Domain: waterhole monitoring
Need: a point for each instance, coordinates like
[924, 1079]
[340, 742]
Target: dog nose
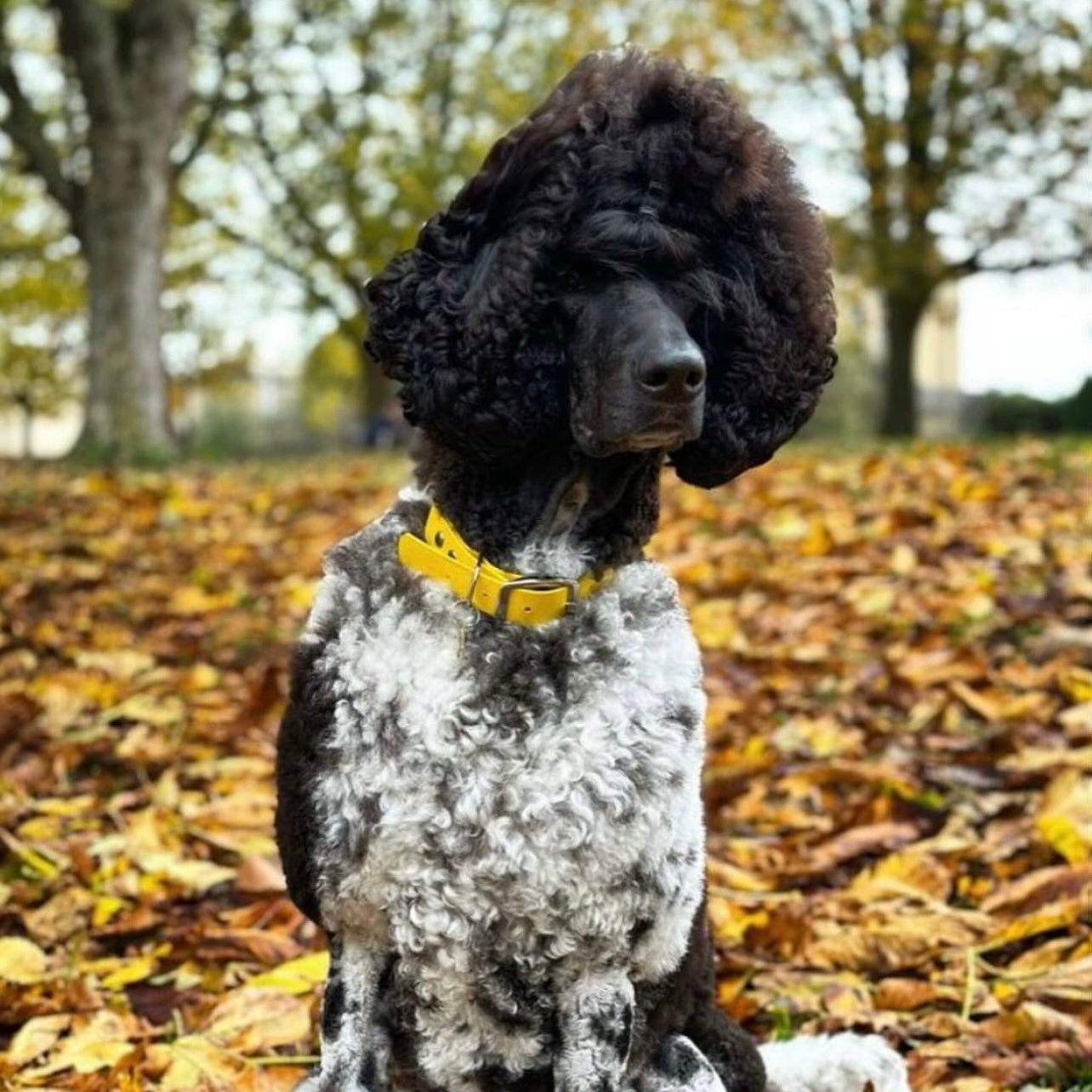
[675, 377]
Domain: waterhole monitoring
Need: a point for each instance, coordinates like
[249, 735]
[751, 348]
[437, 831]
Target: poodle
[489, 768]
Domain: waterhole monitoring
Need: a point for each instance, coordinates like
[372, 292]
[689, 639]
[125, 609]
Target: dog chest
[479, 773]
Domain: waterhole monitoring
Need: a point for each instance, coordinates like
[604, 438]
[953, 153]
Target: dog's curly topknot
[469, 320]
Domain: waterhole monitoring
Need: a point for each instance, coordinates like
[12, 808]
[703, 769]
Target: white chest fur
[495, 795]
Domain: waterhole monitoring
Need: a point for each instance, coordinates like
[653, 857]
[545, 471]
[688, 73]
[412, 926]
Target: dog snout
[676, 376]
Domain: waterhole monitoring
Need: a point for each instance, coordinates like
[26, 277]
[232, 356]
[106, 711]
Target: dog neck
[558, 503]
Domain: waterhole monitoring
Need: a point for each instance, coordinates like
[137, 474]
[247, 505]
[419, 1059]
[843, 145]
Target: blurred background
[192, 193]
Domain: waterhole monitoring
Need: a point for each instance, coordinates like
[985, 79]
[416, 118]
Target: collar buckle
[537, 584]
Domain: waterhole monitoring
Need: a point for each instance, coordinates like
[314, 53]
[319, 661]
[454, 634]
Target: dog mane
[633, 166]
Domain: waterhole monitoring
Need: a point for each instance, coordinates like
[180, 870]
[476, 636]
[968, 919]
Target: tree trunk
[134, 117]
[902, 314]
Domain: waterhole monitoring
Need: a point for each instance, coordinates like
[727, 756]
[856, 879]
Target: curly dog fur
[500, 827]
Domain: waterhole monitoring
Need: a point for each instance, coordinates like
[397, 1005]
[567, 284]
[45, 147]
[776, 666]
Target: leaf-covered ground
[899, 661]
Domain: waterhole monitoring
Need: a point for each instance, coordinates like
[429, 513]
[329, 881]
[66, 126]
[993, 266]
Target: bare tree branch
[235, 34]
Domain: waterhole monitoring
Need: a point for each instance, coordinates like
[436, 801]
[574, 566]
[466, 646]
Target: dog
[488, 771]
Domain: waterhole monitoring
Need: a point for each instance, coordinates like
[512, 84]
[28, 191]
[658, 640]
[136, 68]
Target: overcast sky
[1031, 332]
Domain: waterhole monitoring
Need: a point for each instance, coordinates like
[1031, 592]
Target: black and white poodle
[489, 769]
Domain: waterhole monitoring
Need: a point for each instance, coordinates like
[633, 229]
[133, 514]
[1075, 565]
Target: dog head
[634, 265]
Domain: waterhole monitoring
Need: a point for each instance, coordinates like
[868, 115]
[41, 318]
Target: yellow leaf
[106, 907]
[130, 971]
[297, 975]
[903, 560]
[253, 1019]
[37, 1037]
[1065, 819]
[1062, 834]
[193, 1062]
[196, 876]
[1077, 684]
[21, 961]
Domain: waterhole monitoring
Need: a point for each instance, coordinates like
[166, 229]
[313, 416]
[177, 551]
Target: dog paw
[834, 1064]
[679, 1066]
[339, 1079]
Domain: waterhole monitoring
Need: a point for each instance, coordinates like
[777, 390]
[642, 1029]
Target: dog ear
[769, 338]
[464, 322]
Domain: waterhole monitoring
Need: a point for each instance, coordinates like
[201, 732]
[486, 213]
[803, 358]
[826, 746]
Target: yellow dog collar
[527, 600]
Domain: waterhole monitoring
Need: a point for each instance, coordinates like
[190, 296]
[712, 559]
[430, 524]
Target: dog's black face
[637, 378]
[634, 268]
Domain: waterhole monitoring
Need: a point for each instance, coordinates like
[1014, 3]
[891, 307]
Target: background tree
[42, 308]
[35, 381]
[94, 95]
[970, 122]
[365, 117]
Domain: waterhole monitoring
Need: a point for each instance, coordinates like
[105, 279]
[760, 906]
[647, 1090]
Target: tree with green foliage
[37, 381]
[971, 122]
[365, 118]
[331, 384]
[42, 304]
[95, 104]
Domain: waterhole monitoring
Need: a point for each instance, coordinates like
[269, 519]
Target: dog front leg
[679, 1066]
[355, 1043]
[596, 1026]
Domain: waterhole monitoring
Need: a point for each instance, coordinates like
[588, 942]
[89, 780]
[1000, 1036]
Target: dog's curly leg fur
[833, 1064]
[355, 1046]
[679, 1066]
[596, 1025]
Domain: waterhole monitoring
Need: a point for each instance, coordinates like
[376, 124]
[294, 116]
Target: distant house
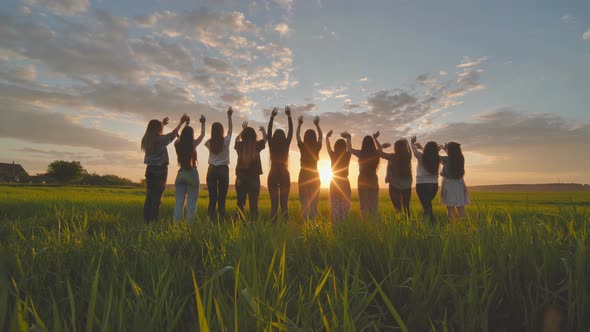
[11, 172]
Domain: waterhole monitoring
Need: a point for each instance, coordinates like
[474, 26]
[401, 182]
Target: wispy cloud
[468, 62]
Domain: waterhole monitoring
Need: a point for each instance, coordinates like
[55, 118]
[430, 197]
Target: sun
[325, 173]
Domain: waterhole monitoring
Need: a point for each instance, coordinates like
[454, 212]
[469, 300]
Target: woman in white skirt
[453, 190]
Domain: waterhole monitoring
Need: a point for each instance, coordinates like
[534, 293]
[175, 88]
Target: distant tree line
[73, 173]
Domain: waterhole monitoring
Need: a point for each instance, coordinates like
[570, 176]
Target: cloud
[544, 145]
[568, 18]
[467, 62]
[56, 128]
[283, 29]
[61, 7]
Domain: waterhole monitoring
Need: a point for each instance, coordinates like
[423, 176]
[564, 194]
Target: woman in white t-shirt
[218, 171]
[427, 174]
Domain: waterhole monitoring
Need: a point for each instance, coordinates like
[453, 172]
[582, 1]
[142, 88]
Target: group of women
[249, 168]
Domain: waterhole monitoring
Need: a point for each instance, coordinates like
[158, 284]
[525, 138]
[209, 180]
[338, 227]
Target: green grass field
[78, 259]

****************

EXERCISE DIRECTIONS ▸
Write out the entries above verbatim, without pictures.

EXERCISE OUTPUT ▸
Domain: waterhole monitoring
Need: a point for each instance, coordinates like
[924, 1079]
[340, 742]
Target: dog nose
[675, 377]
Domain: waterhole monitoring
Need: a point for each instance, coordinates like
[249, 735]
[751, 348]
[437, 831]
Target: poodle
[489, 768]
Domain: waterhole monitoring
Need: a point for each instance, coordinates like
[372, 292]
[689, 639]
[125, 609]
Target: dog chest
[479, 773]
Domain: waterhole monitoring
Need: a point for each instance, coordinates like
[604, 438]
[953, 153]
Target: dog's curly topknot
[469, 320]
Domain: waterhole monitoring
Need: a point for each instance, coordinates like
[12, 808]
[703, 769]
Target: white chest fur
[495, 795]
Domain: waterhole monitoring
Need: a point for each instance, coordinates like
[653, 857]
[545, 471]
[688, 73]
[412, 926]
Target: dog snout
[676, 376]
Domain: waterhole monitoring
Need: a point for each instance, coordinates like
[26, 277]
[232, 356]
[106, 711]
Target: dog neck
[558, 503]
Domain: waterhole monitoring
Need: a point for each instance, coordinates like
[137, 474]
[247, 505]
[419, 1059]
[843, 145]
Target: blurred background
[192, 193]
Domain: waterhole monitoring
Need: a point for each instance, coordinates like
[985, 79]
[416, 118]
Target: collar buckle
[537, 584]
Domain: waterhole monitoring
Need: a point for each instance, coordinates like
[314, 53]
[319, 661]
[454, 634]
Target: dog mane
[633, 166]
Domain: waterhole monitoring
Need: a point for each instance, coordinates like
[180, 870]
[476, 636]
[968, 919]
Target: tree trunk
[134, 117]
[902, 314]
Domain: waterhole monitoring
Need: a point for each instance, coordinates like
[727, 756]
[856, 879]
Target: curly dog fur
[500, 827]
Domain: waterhole monitoring
Need: a point for each instance, coordinates like
[397, 1005]
[567, 284]
[45, 147]
[776, 666]
Target: leaf-covered ground
[899, 661]
Domain: waterhole monitoring
Need: a point for each instance, coordinates like
[429, 513]
[329, 881]
[66, 126]
[993, 266]
Target: bare tree branch
[235, 34]
Domain: waterhole monitoring
Need: a point for each instance, coordinates like
[436, 801]
[574, 566]
[466, 646]
Target: dog
[488, 771]
Domain: waterhole monitoring
Need: a point for each instance, coordinates like
[512, 84]
[28, 191]
[658, 640]
[136, 68]
Target: overcast sky
[1031, 332]
Domain: waterhole monitoring
Need: a point for each instance, coordinates like
[1031, 592]
Target: black and white poodle
[489, 769]
Domain: waterhole monitoring
Need: a point for each instance, coordinates like
[633, 229]
[133, 514]
[1075, 565]
Target: dog head
[634, 265]
Domain: waterhole monitoring
Need: a point for each instance, coordinates like
[868, 115]
[41, 318]
Target: yellow leaf
[106, 907]
[130, 971]
[297, 975]
[903, 560]
[253, 1019]
[37, 1037]
[1065, 819]
[1062, 834]
[193, 1062]
[196, 876]
[1077, 684]
[21, 961]
Domain: waterhole monitoring
Need: a point for each instance, coordinates like
[166, 229]
[313, 416]
[177, 551]
Target: dog paw
[834, 1064]
[679, 1066]
[339, 1079]
Domain: waterhole monitoring
Need: a point for each instance, coordinates like
[777, 390]
[642, 1029]
Target: dog ear
[769, 338]
[464, 322]
Domain: waterhole monitoring
Need: a point for each instance, coordinates like
[201, 732]
[486, 213]
[803, 358]
[826, 746]
Target: yellow dog collar
[527, 600]
Domain: waterhole monitoring
Need: a point for each instance, coordinates like
[190, 296]
[712, 559]
[430, 524]
Target: dog's black face
[637, 378]
[634, 268]
Domain: waterhole monitoring
Need: a point for each instance, coordinates like
[1014, 3]
[891, 307]
Target: background tree
[42, 308]
[35, 381]
[94, 95]
[970, 122]
[365, 117]
Domain: waterhole monitoring
Need: a point for each instance, coordinates like
[105, 279]
[760, 906]
[647, 1090]
Target: tree with green foliage
[37, 381]
[971, 122]
[365, 118]
[331, 384]
[42, 304]
[95, 104]
Domain: waterhole monitoring
Need: a point for each instance, coordinates like
[269, 519]
Target: dog front leg
[679, 1066]
[355, 1043]
[596, 1026]
Domain: waterhole monitoring
Need: a point for each instance, coordinates like
[588, 942]
[89, 780]
[1000, 1036]
Target: dog's curly leg fur
[833, 1064]
[355, 1046]
[679, 1066]
[596, 1025]
Domain: waterhole monitoring
Need: a point for each instance, coordinates like
[376, 124]
[294, 116]
Target: distant house
[11, 172]
Domain: waterhole monitoring
Need: a point for each instance, coordinates like
[474, 26]
[401, 182]
Target: wispy cloud
[468, 62]
Domain: waterhole monitoring
Need: a point for each instance, coordinates like
[55, 118]
[430, 197]
Target: sun
[325, 173]
Domain: waterhole monitoring
Need: a point for each instance, coordinates like
[454, 212]
[469, 300]
Target: woman in white skirt
[453, 190]
Domain: waterhole monitoring
Need: a point for each instance, coordinates like
[534, 293]
[175, 88]
Target: distant tree line
[73, 173]
Domain: waterhole monitoring
Need: a point for each instance, coordinates like
[570, 176]
Target: cloud
[544, 145]
[568, 18]
[467, 62]
[56, 128]
[283, 29]
[61, 7]
Domain: waterhole monitoring
Need: a point for each instance, coordinates like
[423, 176]
[564, 194]
Target: woman in white t-shirt
[218, 171]
[427, 174]
Domain: waterhole monitoring
Need: a point for each instance, coordinates like
[453, 172]
[582, 1]
[142, 88]
Target: group of women
[249, 168]
Domain: waterhole monitoring
Need: a point for each instance, coordinates like
[158, 284]
[525, 138]
[209, 180]
[338, 227]
Target: green grass field
[78, 259]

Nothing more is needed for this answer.